# start of Data

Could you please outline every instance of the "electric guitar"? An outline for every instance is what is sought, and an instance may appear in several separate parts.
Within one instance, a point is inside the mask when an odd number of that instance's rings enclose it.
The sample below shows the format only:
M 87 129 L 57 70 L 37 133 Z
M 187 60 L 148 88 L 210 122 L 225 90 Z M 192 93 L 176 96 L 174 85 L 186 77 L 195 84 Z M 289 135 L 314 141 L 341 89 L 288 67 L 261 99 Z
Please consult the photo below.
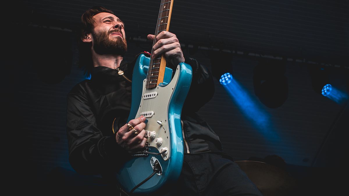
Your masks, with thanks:
M 161 1 L 156 36 L 168 31 L 173 5 L 173 0 Z M 180 63 L 172 78 L 173 70 L 166 67 L 164 55 L 157 57 L 150 60 L 141 54 L 133 70 L 128 121 L 144 116 L 147 138 L 144 149 L 133 154 L 116 174 L 123 190 L 128 193 L 153 192 L 176 181 L 182 169 L 185 142 L 181 113 L 192 70 Z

# end of Data

■ What to work on ■
Could you copy the entries word for word, from their first line through the line containing "Your masks, with", inclusive, and omit any picture from your copy?

■ Finished exercise ■
Could you please outline every instance of the "electric guitar"? An outline for every instance is what is sought, and an instance may appear in several separate parts.
Within one instance, a point is inside the mask when an odd number of that instance's rings enclose it.
The sample below shows the format only:
M 87 129 L 57 70 L 37 133 Z
M 187 60 L 148 88 L 210 122 L 225 90 Z M 192 93 L 176 96 L 174 85 L 186 77 L 195 84 Z M 289 135 L 314 141 L 341 89 L 288 67 L 261 99 Z
Please consult the photo below.
Your masks, with thanks:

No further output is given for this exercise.